**Task instructions**
Return unchanged every line of the material below, from the line containing "Query: shallow water" through the final line, including both of those lines.
—————
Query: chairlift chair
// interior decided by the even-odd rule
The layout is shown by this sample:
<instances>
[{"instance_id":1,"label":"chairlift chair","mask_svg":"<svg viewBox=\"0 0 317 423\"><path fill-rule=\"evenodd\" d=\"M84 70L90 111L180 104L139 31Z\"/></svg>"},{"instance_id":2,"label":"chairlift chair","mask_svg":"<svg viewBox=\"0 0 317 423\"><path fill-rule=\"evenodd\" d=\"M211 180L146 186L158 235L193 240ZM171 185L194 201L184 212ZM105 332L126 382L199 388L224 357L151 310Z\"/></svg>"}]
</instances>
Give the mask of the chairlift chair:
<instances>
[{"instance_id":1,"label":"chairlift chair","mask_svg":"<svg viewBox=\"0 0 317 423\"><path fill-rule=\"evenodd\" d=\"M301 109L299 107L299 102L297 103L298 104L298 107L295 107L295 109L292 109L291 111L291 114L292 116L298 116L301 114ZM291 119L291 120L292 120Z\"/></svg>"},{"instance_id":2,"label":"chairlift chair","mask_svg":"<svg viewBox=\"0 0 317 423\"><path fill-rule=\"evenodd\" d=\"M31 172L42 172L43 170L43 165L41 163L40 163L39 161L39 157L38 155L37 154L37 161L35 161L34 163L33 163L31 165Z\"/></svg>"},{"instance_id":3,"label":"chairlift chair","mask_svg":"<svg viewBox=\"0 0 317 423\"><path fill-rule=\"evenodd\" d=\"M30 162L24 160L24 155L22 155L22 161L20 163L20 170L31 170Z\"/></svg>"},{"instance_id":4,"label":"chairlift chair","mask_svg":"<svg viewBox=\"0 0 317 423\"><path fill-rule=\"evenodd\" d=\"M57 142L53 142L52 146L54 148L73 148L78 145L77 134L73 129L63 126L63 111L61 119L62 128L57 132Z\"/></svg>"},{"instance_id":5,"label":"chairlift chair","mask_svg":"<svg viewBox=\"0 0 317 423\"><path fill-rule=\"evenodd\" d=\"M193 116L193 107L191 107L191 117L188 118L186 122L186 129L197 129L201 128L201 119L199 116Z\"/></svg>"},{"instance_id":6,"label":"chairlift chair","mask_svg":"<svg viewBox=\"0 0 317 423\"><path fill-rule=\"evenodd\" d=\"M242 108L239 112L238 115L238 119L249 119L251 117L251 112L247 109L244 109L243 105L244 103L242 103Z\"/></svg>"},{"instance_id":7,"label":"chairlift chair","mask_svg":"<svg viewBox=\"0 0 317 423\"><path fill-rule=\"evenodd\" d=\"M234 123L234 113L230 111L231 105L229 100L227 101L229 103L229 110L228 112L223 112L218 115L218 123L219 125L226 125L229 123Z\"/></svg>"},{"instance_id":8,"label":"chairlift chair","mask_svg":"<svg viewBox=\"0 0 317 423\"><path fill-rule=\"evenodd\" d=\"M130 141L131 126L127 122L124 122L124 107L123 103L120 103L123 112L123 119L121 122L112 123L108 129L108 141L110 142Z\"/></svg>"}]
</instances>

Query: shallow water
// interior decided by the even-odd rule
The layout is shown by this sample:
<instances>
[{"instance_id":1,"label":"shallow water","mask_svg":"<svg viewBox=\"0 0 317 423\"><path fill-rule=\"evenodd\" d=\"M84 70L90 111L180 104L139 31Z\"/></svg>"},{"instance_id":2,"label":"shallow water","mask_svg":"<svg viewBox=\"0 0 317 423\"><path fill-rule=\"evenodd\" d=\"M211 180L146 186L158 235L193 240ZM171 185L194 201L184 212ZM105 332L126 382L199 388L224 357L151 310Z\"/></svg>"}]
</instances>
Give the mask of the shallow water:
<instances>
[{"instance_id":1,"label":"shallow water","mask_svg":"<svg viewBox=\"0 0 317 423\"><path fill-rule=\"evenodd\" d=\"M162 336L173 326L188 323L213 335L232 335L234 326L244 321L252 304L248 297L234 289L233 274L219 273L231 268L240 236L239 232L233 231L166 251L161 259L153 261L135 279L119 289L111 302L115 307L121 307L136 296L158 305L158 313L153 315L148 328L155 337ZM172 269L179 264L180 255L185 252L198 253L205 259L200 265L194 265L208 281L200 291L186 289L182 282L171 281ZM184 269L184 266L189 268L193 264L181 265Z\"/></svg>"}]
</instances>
—————
**Answer in full**
Query: shallow water
// interior decided by the even-odd rule
The layout is shown by this sample:
<instances>
[{"instance_id":1,"label":"shallow water","mask_svg":"<svg viewBox=\"0 0 317 423\"><path fill-rule=\"evenodd\" d=\"M84 70L90 111L180 104L139 31Z\"/></svg>"},{"instance_id":2,"label":"shallow water","mask_svg":"<svg viewBox=\"0 0 317 423\"><path fill-rule=\"evenodd\" d=\"M211 180L146 186L158 235L193 240ZM171 185L194 201L184 212ZM105 332L126 382L199 388L224 357L151 310Z\"/></svg>"}]
</instances>
Give the mask of the shallow water:
<instances>
[{"instance_id":1,"label":"shallow water","mask_svg":"<svg viewBox=\"0 0 317 423\"><path fill-rule=\"evenodd\" d=\"M162 336L173 326L188 323L213 335L232 335L234 326L244 321L252 304L248 297L234 289L233 274L219 273L231 268L240 236L239 232L233 231L166 251L161 259L153 261L135 279L119 289L111 302L115 307L121 307L136 296L158 305L158 313L153 315L148 328L155 337ZM172 269L179 264L180 255L185 252L198 253L205 259L200 265L194 265L208 281L200 291L186 289L182 282L171 281ZM184 269L184 266L189 268L193 264L181 265Z\"/></svg>"}]
</instances>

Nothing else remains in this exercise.